Michael Lee and Paul Bailey

Examples

## Not run: 
# read in the example data (generated, not real student data)
sdf <- readNAEP(path=system.file("extdata/data", "M36NT2PM.dat", package="NAEPprimer"))

# search both the student and school files by a character string
searchSDF(string="book", data=sdf)

# use the `|` (OR) operator to search several strings simultaneously
searchSDF(string="book|home|value", data=sdf)

# use a vector of strings to search for variables that contain multiple strings,
# such as both "book" and "home"
searchSDF(string=c("book","home"), data=sdf)

# search only the student files by a character string
searchSDF(string="algebra", data=sdf, fileFormat="student")

# search both the student and school files and return a glimpse of levels
searchSDF(string="value", data=sdf, levels=TRUE)

# save the search as an object to return a full data.frame of search
ddf <- searchSDF(string="value", data=sdf, levels=TRUE)
ddf

## End(Not run)

set NAEP Score Card

Description

add item response theory data necessary to use mml.sdf on NAEP data

Usage

setNAEPScoreCard(data, dctPath = NULL)

Arguments

data

a NAEP edsurvey.data.frame

dctPath

a file location that points to the location of a NAEP .dct file (usually in the AM folder). A .dct file can be used to input custom item response theory (IRT) parameters and subscale/subtest weights for NAEP assessments compared with those provided in the NAEPirtparams package.

Value

a NAEP edsurvey.data.frame with updated attributes

Examples

## Not run: 
datFP <- "~/NAEP_Folder/Data/M50NT3AT.dat"
sdf <- readNAEP(path=datFP)

#how to set NAEP mml attributes
#if readNAEP does not detect them automatically
dctFP <- "~/NAEP_Folder/AM/M50NT3AT.dct"
sdf <- setNAEPScoreCard(data=sdf, dctPath=dctFP)

## End(Not run)

Summary Codebook

Description

Retrieves variable names, variable labels, and value labels for an edsurvey.data.frame, a light.edsurvey.data.frame, or an edsurvey.data.frame.list.

___

Reproduce the NAEP function documentation from "sdf <- readNAEP(path=datFP)" to "or an edsurvey.data.frame.list.", with no changes.

___

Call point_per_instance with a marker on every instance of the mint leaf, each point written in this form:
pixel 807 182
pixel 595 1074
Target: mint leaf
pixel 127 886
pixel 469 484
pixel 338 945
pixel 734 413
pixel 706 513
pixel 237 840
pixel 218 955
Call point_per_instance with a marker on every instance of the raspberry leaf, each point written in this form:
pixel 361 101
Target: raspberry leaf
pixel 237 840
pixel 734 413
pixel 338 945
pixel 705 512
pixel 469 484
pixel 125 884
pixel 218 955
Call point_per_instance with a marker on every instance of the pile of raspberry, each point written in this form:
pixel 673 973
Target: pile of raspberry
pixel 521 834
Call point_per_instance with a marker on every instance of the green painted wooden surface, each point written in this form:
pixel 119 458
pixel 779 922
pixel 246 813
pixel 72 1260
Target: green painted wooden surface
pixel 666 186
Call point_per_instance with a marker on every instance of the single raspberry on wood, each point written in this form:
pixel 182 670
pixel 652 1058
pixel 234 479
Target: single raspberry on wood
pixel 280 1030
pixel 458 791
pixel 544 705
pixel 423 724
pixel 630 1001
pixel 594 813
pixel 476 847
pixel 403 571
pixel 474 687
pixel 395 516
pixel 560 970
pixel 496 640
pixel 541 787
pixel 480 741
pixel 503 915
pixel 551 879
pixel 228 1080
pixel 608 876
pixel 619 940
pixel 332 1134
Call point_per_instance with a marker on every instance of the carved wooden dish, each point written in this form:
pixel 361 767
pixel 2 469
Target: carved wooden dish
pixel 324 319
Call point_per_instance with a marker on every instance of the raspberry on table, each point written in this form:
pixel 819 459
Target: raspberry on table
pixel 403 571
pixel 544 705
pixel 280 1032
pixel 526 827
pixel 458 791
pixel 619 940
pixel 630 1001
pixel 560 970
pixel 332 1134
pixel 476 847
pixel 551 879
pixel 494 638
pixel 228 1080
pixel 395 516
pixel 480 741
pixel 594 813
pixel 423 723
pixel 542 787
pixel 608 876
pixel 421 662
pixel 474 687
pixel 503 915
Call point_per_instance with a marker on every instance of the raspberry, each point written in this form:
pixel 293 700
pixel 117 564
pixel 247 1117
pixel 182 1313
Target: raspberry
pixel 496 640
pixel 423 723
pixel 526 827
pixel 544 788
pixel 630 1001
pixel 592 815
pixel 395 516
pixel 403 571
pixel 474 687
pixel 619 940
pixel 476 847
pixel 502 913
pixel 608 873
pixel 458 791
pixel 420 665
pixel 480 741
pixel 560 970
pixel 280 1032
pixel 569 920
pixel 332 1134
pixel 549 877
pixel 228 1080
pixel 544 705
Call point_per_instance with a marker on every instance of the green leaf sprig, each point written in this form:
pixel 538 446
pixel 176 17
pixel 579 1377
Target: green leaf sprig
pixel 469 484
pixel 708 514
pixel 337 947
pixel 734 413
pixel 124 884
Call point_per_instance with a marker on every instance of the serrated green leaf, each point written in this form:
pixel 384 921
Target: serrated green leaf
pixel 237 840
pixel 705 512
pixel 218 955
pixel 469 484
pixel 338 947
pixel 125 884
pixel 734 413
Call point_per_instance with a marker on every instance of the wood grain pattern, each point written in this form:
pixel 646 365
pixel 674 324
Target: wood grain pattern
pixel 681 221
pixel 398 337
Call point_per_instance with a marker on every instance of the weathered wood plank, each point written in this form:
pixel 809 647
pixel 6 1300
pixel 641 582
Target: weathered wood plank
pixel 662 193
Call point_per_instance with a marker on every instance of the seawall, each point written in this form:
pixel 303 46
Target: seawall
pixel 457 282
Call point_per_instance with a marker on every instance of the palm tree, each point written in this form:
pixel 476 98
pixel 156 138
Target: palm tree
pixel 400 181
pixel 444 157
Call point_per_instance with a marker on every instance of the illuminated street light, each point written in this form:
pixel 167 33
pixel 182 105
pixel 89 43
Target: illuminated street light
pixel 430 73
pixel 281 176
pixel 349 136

___

ANSWER TO THIS PROBLEM:
sdf <- readNAEP(path=datFP)

#how to set NAEP mml attributes
#if readNAEP does not detect them automatically
dctFP <- "~/NAEP_Folder/AM/M50NT3AT.dct"
sdf <- setNAEPScoreCard(data=sdf, dctPath=dctFP)

## End(Not run)

Summary Codebook

Description

Retrieves variable names, variable labels, and value labels for an edsurvey.data.frame, a light.edsurvey.data.frame, or an edsurvey.data.frame.list.